──────── Entries provided ────────

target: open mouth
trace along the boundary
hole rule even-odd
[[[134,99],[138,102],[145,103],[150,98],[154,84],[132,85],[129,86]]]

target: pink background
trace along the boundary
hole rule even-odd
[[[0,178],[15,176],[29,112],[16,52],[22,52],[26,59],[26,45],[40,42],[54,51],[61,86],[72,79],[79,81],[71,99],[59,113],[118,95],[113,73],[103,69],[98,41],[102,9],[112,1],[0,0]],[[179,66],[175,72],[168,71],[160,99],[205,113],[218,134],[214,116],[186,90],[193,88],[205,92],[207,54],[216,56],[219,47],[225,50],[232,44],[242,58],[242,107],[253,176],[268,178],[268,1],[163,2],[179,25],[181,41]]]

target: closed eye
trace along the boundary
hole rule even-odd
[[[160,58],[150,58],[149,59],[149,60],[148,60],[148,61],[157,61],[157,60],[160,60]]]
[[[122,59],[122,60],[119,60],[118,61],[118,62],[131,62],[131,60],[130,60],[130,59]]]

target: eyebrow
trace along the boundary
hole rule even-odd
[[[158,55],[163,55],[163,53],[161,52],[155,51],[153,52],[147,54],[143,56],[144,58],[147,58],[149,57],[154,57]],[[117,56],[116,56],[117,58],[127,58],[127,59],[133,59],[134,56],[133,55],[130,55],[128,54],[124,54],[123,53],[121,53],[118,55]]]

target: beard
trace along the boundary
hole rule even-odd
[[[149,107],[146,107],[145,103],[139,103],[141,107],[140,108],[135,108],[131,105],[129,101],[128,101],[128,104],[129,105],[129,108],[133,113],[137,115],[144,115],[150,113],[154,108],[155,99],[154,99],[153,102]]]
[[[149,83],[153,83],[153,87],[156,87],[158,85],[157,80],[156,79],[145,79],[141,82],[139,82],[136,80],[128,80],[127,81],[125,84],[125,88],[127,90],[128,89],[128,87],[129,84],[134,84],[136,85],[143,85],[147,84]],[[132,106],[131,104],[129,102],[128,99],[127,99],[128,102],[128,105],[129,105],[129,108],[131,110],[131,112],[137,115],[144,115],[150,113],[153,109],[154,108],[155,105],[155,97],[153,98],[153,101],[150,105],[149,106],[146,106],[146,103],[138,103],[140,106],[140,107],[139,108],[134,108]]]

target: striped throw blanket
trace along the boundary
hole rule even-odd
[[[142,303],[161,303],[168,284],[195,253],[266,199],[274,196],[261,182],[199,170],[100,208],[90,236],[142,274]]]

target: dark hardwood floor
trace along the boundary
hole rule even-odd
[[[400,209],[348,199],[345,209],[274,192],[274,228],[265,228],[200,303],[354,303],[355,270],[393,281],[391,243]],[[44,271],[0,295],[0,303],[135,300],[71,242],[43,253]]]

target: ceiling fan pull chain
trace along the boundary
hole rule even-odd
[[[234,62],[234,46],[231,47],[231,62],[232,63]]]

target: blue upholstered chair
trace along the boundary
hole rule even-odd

────────

Job: Could you write out all the rows again, swapping every "even-odd" for "nonzero" and leaving everything else unchanged?

Expected answer:
target: open mouth
trace along the boundary
hole rule nonzero
[[[134,99],[138,102],[145,103],[150,98],[154,84],[132,85],[129,86]]]

target: pink background
trace along the boundary
hole rule nonzero
[[[0,178],[15,176],[29,112],[16,52],[22,52],[26,59],[26,45],[40,42],[54,51],[61,86],[72,79],[79,81],[71,99],[59,113],[118,95],[113,73],[103,69],[98,41],[102,9],[112,1],[0,0]],[[179,66],[175,72],[168,71],[160,99],[205,113],[218,134],[214,116],[186,90],[193,88],[205,92],[207,54],[216,56],[219,47],[225,50],[232,44],[242,58],[242,107],[253,176],[268,178],[268,1],[163,2],[179,25],[181,41]]]

target: closed eye
trace along the boundary
hole rule nonzero
[[[160,58],[150,58],[149,59],[149,60],[148,60],[148,61],[157,61],[157,60],[160,60]]]
[[[122,59],[122,60],[119,60],[118,61],[118,62],[131,62],[131,60],[130,60],[130,59]]]

target: eyebrow
trace along the boundary
hole rule nonzero
[[[158,55],[163,55],[163,53],[161,52],[155,51],[153,52],[147,54],[143,56],[144,58],[147,58],[149,57],[154,57]],[[117,56],[116,56],[117,58],[127,58],[127,59],[133,59],[134,56],[133,55],[130,55],[128,54],[124,54],[123,53],[121,53],[118,55]]]

target: beard
trace along the boundary
hole rule nonzero
[[[149,107],[146,107],[145,103],[139,103],[141,107],[140,108],[135,108],[131,105],[129,101],[128,101],[128,104],[129,105],[129,108],[133,113],[137,115],[144,115],[150,113],[154,108],[155,99],[154,99],[153,102]]]
[[[149,83],[153,83],[153,87],[156,87],[158,85],[157,80],[156,79],[145,79],[141,82],[139,82],[136,80],[128,80],[127,81],[125,84],[125,88],[127,90],[128,89],[128,87],[129,84],[134,84],[136,85],[143,85],[147,84]],[[132,106],[131,104],[129,102],[128,99],[127,99],[128,102],[128,105],[129,105],[129,108],[131,110],[131,112],[137,115],[144,115],[150,113],[153,109],[154,108],[155,105],[155,97],[153,98],[153,101],[150,105],[149,106],[146,106],[146,103],[138,103],[140,106],[140,107],[139,108],[134,108]]]

target: striped throw blanket
trace along the boundary
hole rule nonzero
[[[142,303],[161,303],[168,284],[195,253],[266,199],[274,196],[261,182],[199,170],[100,208],[90,236],[142,274]]]

target: dark hardwood floor
trace along the boundary
hole rule nonzero
[[[400,209],[348,199],[345,209],[274,192],[274,228],[265,228],[200,303],[354,303],[355,270],[393,281],[391,243]],[[44,271],[0,295],[0,303],[135,300],[71,242],[43,253]]]

target: ceiling fan pull chain
trace along the boundary
hole rule nonzero
[[[234,62],[234,46],[231,47],[231,62],[232,63]]]

target: blue upholstered chair
trace along the boundary
hole rule nonzero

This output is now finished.